_Texte fourni_
-*-*-
Comment
sortir de la nasse dans laquelle les pays européens sont
entrés ? La question agite les dirigeants, en pure perte. Nicolas
Sarkozy vient d’ajouter un épisode à une histoire qui en
comporte déjà beaucoup.
Pour
l’aile libérale convaincue, la cause est entendue, un programme
de réformes structurelles permettra à l’Europe de
dégager des marges de compétitivité et
d’améliorer ses résultats à l’exportation
hors de la zone euro. Pour le président français et les plus
pressés, l’idée est de baisser la valeur de l’euro,
afin d’aboutir au même hypothétique résultat.
Maintenant
la perspective sans nuance d’un apurement de la dette publique en
continuant d’ignorer la crise du système bancaire privé,
Nicolas Sarkozy évoque le choix entre la déflation et la
croissance, pour privilégier la seconde, en évoquant un spectre
jusqu’ici tabou.
Si
l’on comprend bien les stratégies de relance proposées,
il s’agit dans les deux cas de renouer avec la croissance grâce
au développement des exportations dans un contexte peu propice car
marqué par le resserrement des échanges internationaux.
Eurostat vient par ailleurs d’annoncer un excédent du commerce
extérieur de la zone euro de 2,8 milliards d’euros en
février, après un déficit de 7,9 milliards en janvier,
mais cela va changer quoi ?
L’élection
éventuelle de François Hollande, suivie des changements
politiques qui pourraient intervenir en Allemagne à la suite des
élections législatives de 2013, fondent les espoirs de ceux qui
attendent une évolution stratégique plus crédible. Les
intentions du candidat n’ayant pas été clairement
exprimées, un recul tactique ayant été même
enregistré à propos de la renégociation du traité
de discipline budgétaire – auquel il s’agit
d’ajouter un volet croissance – qu’en reste-t-il ? Une
phrase sibylline dans Le Monde de décembre dernier, selon laquelle il
faudrait « changer la pratique de l’intervention de la BCE
».
A
l’appui de la relance, différentes hypothèses ont
été évoquées, reposant sur la mobilisation ou la
réaffectation de capacités financières
européennes existantes, de la Commission ou de la Banque
européenne d’investissement (BEI). Du côté des
sociaux-démocrates allemands, la définition d’une
politique alternative est encore moins précise et achevée.
-*-*-
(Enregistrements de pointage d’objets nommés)
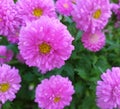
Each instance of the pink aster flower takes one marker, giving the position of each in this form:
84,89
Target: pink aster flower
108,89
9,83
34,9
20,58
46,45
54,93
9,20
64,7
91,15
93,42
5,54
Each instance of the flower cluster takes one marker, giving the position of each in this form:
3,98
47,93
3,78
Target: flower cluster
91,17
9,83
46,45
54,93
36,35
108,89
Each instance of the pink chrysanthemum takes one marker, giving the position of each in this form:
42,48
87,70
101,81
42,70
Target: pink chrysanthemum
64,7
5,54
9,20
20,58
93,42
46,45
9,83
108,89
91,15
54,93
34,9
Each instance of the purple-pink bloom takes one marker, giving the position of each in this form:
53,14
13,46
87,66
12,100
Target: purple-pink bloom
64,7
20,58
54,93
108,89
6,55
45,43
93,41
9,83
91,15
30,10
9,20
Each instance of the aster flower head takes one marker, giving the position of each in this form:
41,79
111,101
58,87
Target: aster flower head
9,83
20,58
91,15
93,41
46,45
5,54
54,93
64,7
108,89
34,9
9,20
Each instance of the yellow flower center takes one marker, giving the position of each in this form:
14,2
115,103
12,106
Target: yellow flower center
-*-*-
_Consigne 1_
Recopiez le passage du texte fourni allant de « Eurostat vient par » à « changer quoi ? », en substituant « mars » à « février ».
_Consigne 2_
Répondez à ces questions d’après le texte fourni.
(a) Quel excédent du commerce extérieur de la zone euro Eurostat a-t-il annoncé pour février ?
(b) En quelle année se tiennent les élections législatives allemandes mentionnées ?
(c) Quelle idée défendent le président français et les plus pressés ?
Les enregistrements ne sont pas nécessaires pour cet exercice.

_Réponse proposée 1_
Eurostat vient par ailleurs d’annoncer un excédent du commerce
extérieur de la zone euro de 2,8 milliards d’euros en
mars, après un déficit de 7,9 milliards en janvier,
mais cela va changer quoi ?

_Réponse proposée 2_
(a) Un excédent de 2,8 milliards d’euros.
(b) En 2013.
(c) Baisser la valeur de l’euro.